Goal - Set out every line of the rows below as a Markdown table with the columns Index and Line, numbering each line in Index and omitting blank lines.

Task inputs -
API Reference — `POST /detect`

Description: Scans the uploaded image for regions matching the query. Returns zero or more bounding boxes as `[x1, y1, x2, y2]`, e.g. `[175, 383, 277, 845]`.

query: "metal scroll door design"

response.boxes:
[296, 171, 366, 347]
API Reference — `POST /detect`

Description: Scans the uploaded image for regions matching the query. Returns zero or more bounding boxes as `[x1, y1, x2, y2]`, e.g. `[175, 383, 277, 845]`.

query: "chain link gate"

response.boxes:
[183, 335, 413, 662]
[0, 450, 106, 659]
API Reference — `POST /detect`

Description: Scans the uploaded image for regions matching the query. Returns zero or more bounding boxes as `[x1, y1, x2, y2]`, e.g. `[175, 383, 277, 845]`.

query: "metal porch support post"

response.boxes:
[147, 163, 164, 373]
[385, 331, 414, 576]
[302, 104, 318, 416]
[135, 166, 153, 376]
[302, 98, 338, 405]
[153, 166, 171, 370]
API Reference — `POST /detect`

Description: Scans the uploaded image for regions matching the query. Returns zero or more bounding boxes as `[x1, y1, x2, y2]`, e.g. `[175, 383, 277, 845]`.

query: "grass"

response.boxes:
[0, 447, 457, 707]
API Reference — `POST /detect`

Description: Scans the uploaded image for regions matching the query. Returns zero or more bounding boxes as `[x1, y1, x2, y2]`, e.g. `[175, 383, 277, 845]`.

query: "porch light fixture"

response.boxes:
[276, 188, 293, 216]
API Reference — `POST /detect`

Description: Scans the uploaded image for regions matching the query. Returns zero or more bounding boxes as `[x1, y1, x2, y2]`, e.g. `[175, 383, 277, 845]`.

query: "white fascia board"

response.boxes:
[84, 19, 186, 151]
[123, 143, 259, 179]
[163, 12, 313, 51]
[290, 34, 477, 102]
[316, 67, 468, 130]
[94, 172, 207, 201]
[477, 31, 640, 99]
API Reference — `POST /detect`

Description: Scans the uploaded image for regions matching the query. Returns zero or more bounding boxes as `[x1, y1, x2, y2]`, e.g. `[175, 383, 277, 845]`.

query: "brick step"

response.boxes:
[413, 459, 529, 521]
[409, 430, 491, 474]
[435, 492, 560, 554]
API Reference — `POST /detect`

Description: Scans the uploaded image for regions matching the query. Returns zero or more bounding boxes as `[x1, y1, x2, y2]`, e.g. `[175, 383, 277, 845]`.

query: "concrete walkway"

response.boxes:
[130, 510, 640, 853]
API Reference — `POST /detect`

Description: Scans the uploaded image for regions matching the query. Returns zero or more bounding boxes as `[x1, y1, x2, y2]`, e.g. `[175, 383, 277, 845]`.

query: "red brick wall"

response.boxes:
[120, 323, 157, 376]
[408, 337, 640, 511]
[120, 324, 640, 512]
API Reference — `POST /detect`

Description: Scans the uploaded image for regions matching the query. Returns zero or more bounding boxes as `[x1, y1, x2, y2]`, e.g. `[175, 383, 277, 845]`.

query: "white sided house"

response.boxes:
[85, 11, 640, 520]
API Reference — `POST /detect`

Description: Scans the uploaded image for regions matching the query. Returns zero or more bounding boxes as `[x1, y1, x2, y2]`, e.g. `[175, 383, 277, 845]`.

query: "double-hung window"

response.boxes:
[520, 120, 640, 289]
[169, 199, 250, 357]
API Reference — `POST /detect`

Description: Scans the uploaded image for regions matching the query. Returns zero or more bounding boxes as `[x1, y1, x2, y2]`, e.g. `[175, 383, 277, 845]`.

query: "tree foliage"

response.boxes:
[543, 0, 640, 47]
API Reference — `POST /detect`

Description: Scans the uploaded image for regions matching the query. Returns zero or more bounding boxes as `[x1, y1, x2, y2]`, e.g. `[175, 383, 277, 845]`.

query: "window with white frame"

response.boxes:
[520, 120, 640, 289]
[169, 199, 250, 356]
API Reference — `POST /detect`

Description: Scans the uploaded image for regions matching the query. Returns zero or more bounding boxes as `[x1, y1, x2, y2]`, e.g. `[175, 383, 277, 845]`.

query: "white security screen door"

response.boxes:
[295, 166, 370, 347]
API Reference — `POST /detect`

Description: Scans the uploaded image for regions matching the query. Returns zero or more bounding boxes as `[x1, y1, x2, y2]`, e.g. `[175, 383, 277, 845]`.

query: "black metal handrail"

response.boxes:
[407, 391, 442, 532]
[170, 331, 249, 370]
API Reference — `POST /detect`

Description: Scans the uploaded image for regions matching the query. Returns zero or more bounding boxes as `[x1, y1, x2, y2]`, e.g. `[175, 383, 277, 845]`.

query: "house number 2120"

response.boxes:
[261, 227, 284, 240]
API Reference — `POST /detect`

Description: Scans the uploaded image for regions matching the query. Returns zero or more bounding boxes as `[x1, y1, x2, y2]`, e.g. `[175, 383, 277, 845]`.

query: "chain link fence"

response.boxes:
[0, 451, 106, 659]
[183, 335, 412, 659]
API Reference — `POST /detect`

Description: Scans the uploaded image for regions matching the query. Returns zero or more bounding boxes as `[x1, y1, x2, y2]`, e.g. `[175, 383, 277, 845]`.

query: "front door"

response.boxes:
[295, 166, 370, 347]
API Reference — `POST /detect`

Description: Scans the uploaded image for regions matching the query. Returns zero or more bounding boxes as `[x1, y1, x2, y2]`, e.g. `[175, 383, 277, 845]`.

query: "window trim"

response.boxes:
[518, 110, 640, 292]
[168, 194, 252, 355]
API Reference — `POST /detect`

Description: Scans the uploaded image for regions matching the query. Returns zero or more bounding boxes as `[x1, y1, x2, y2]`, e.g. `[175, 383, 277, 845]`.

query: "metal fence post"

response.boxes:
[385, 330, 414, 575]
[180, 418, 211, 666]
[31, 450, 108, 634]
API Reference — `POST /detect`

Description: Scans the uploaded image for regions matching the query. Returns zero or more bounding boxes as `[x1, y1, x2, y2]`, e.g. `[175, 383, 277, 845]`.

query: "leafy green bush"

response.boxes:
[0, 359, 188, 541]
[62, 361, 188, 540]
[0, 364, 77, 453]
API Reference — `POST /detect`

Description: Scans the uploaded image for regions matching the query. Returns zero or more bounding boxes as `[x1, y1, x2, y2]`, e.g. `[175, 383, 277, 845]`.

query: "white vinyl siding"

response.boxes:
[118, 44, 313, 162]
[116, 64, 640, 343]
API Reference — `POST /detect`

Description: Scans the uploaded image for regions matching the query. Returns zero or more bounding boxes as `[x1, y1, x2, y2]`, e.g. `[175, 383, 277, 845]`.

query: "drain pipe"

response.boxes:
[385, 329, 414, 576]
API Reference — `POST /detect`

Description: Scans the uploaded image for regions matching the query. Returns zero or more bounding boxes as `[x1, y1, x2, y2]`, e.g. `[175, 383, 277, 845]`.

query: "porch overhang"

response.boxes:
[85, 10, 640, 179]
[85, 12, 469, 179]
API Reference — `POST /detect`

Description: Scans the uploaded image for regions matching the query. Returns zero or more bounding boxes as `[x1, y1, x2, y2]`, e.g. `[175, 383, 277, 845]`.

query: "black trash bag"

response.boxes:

Correct result -
| Index | Line |
|---|---|
| 1 | API Reference — `POST /detect` |
| 2 | Description: Scans the uploaded image for regions matching the query. Returns zero or more bounding boxes as `[x1, y1, x2, y2]`, e.g. `[175, 383, 277, 845]`. |
| 3 | query: "metal scroll door design" |
| 4 | response.boxes: |
| 5 | [296, 171, 366, 347] |
| 6 | API Reference — `POST /detect` |
| 7 | Description: Scans the uploaded image for regions matching the query. Returns zero or more bounding boxes as `[x1, y1, x2, y2]`, e.g. `[175, 383, 277, 845]`. |
| 8 | query: "chain link gate" |
| 9 | response.boxes: |
| 10 | [183, 335, 413, 662] |
| 11 | [0, 450, 106, 659] |
| 12 | API Reference — `POST /detect` |
| 13 | Description: Scans the uploaded image for regions matching the query. Returns zero or more bounding boxes as `[x1, y1, x2, y2]`, e.g. `[175, 383, 277, 845]`. |
| 14 | query: "metal porch support post" |
| 15 | response.boxes: |
| 16 | [147, 163, 164, 373] |
| 17 | [385, 331, 414, 576] |
| 18 | [302, 104, 318, 416] |
| 19 | [135, 166, 153, 376] |
| 20 | [302, 98, 338, 405] |
| 21 | [153, 166, 171, 370] |
| 22 | API Reference — `POST /detect` |
| 23 | Description: Scans the uploaded image for regions matching the query. Returns zero or more bounding boxes as `[x1, y1, x2, y2]`, e.g. `[175, 383, 277, 845]`. |
| 24 | query: "grass" |
| 25 | response.boxes: |
| 26 | [0, 447, 457, 707] |
| 27 | API Reference — `POST /detect` |
| 28 | Description: Scans the uploaded image for regions matching the query. Returns zero or more bounding boxes as `[x1, y1, x2, y2]`, e.g. `[175, 383, 277, 845]`. |
| 29 | query: "porch light fixture" |
| 30 | response.boxes: |
| 31 | [276, 188, 293, 216] |
| 32 | API Reference — `POST /detect` |
| 33 | Description: Scans the uploaded image for regions matching the query. Returns zero or more bounding boxes as `[x1, y1, x2, y2]`, e.g. `[175, 383, 277, 845]`. |
| 34 | query: "white fascia board" |
| 35 | response.boxes: |
| 36 | [84, 19, 186, 151] |
| 37 | [123, 143, 259, 179] |
| 38 | [163, 12, 313, 51] |
| 39 | [290, 34, 477, 102] |
| 40 | [316, 67, 468, 130] |
| 41 | [94, 172, 207, 201] |
| 42 | [477, 31, 640, 99] |
| 43 | API Reference — `POST /detect` |
| 44 | Description: Scans the uploaded image for regions matching the query. Returns zero or more bounding boxes as `[x1, y1, x2, y2]`, e.g. `[175, 383, 277, 845]`. |
| 45 | query: "brick step" |
| 46 | response.boxes: |
| 47 | [413, 459, 529, 521] |
| 48 | [409, 430, 491, 474] |
| 49 | [435, 492, 560, 554] |
| 50 | API Reference — `POST /detect` |
| 51 | Description: Scans the uploaded image for regions matching the query. Returns zero or more bounding boxes as `[x1, y1, x2, y2]`, e.g. `[175, 383, 277, 845]`. |
| 52 | query: "concrete walkway" |
| 53 | response.boxes: |
| 54 | [130, 510, 640, 853] |
| 55 | API Reference — `POST /detect` |
| 56 | Description: Scans the uploaded image for regions matching the query. Returns zero or more bounding boxes as `[x1, y1, x2, y2]`, e.g. `[175, 383, 277, 845]`. |
| 57 | query: "red brick wall" |
| 58 | response.boxes: |
| 59 | [120, 323, 157, 376] |
| 60 | [408, 337, 640, 511] |
| 61 | [120, 324, 640, 512] |
| 62 | API Reference — `POST /detect` |
| 63 | Description: Scans the uploaded image for regions matching the query. Returns zero or more bounding boxes as `[x1, y1, x2, y2]`, e.g. `[175, 383, 277, 845]`. |
| 64 | query: "white sided house" |
| 65 | response.boxes: |
| 66 | [85, 11, 640, 520] |
| 67 | API Reference — `POST /detect` |
| 68 | Description: Scans the uploaded image for regions matching the query. Returns zero or more bounding boxes as `[x1, y1, x2, y2]`, e.g. `[175, 383, 277, 845]`. |
| 69 | query: "double-hung window" |
| 70 | response.boxes: |
| 71 | [520, 120, 640, 289] |
| 72 | [169, 199, 250, 357] |
| 73 | API Reference — `POST /detect` |
| 74 | Description: Scans the uploaded image for regions matching the query. Returns zero or more bounding boxes as `[x1, y1, x2, y2]`, e.g. `[175, 383, 277, 845]`. |
| 75 | query: "tree foliage" |
| 76 | response.boxes: |
| 77 | [543, 0, 640, 47] |
| 78 | API Reference — `POST /detect` |
| 79 | Description: Scans the uploaded image for regions matching the query. Returns zero or more bounding boxes as `[x1, y1, x2, y2]`, e.g. `[175, 383, 277, 845]`. |
| 80 | query: "window with white frame" |
| 81 | response.boxes: |
| 82 | [520, 120, 640, 289] |
| 83 | [169, 199, 250, 356] |
| 84 | API Reference — `POST /detect` |
| 85 | Description: Scans the uploaded image for regions matching the query. Returns zero or more bounding boxes as `[x1, y1, x2, y2]`, e.g. `[175, 383, 277, 845]`. |
| 86 | query: "white security screen door" |
| 87 | response.boxes: |
| 88 | [295, 166, 370, 347] |
| 89 | API Reference — `POST /detect` |
| 90 | Description: Scans the uploaded image for regions matching the query. Returns zero or more bounding boxes as `[x1, y1, x2, y2]`, e.g. `[175, 383, 277, 845]`. |
| 91 | query: "black metal handrail" |
| 92 | response.boxes: |
| 93 | [407, 391, 442, 532] |
| 94 | [170, 331, 249, 370] |
| 95 | API Reference — `POST /detect` |
| 96 | Description: Scans the uploaded image for regions matching the query. Returns zero or more bounding boxes as `[x1, y1, x2, y2]`, e.g. `[175, 383, 277, 845]`. |
| 97 | query: "house number 2120" |
| 98 | response.boxes: |
| 99 | [261, 227, 284, 240] |
| 100 | API Reference — `POST /detect` |
| 101 | Description: Scans the uploaded image for regions matching the query. Returns zero or more bounding boxes as `[x1, y1, x2, y2]`, e.g. `[175, 383, 277, 845]`. |
| 102 | query: "chain link fence" |
| 103 | response.boxes: |
| 104 | [0, 451, 106, 659] |
| 105 | [183, 335, 412, 659] |
| 106 | API Reference — `POST /detect` |
| 107 | Description: Scans the uploaded image for regions matching the query. Returns zero or more bounding boxes as `[x1, y1, x2, y2]`, e.g. `[175, 383, 277, 845]`. |
| 108 | query: "front door" |
| 109 | response.boxes: |
| 110 | [295, 166, 370, 347] |
| 111 | API Reference — `POST /detect` |
| 112 | Description: Scans the uploaded image for regions matching the query. Returns zero or more bounding boxes as `[x1, y1, x2, y2]`, e.g. `[175, 383, 277, 845]`. |
| 113 | query: "window trim" |
| 114 | response.boxes: |
| 115 | [518, 110, 640, 292] |
| 116 | [168, 194, 252, 355] |
| 117 | API Reference — `POST /detect` |
| 118 | Description: Scans the uploaded image for regions matching the query. Returns zero or more bounding boxes as `[x1, y1, x2, y2]`, e.g. `[175, 383, 277, 845]`. |
| 119 | query: "metal fence post" |
| 120 | response.boxes: |
| 121 | [385, 330, 414, 575] |
| 122 | [180, 418, 211, 666] |
| 123 | [31, 450, 108, 634] |
| 124 | API Reference — `POST /detect` |
| 125 | Description: Scans the uploaded image for regions matching the query. Returns zero or more bounding boxes as `[x1, y1, x2, y2]`, e.g. `[175, 383, 277, 845]`. |
| 126 | query: "leafy green bush" |
| 127 | response.boxes: |
| 128 | [0, 359, 188, 541] |
| 129 | [62, 361, 188, 540] |
| 130 | [0, 364, 77, 453] |
| 131 | API Reference — `POST /detect` |
| 132 | Description: Scans the uploaded image for regions matching the query. Returns zero or more bounding boxes as `[x1, y1, x2, y2]`, e.g. `[175, 383, 277, 845]`. |
| 133 | query: "white vinyl siding" |
| 134 | response.boxes: |
| 135 | [118, 44, 313, 162] |
| 136 | [116, 64, 640, 343] |
| 137 | API Reference — `POST /detect` |
| 138 | Description: Scans the uploaded image for regions matching the query. Returns zero or more bounding boxes as `[x1, y1, x2, y2]`, e.g. `[175, 383, 277, 845]`. |
| 139 | query: "drain pipe" |
| 140 | response.boxes: |
| 141 | [385, 329, 414, 576] |
| 142 | API Reference — `POST /detect` |
| 143 | Description: Scans the uploaded image for regions matching the query. Returns zero or more bounding boxes as `[x1, y1, x2, y2]`, e.g. `[175, 383, 277, 845]`. |
| 144 | query: "porch overhang" |
| 145 | response.boxes: |
| 146 | [85, 10, 640, 179] |
| 147 | [85, 12, 469, 179] |
| 148 | API Reference — `POST /detect` |
| 149 | Description: Scans the uploaded image for regions matching the query. Returns zero or more bounding boxes as `[x1, y1, x2, y2]`, e.g. `[175, 383, 277, 845]`. |
| 150 | query: "black trash bag" |
| 151 | response.boxes: |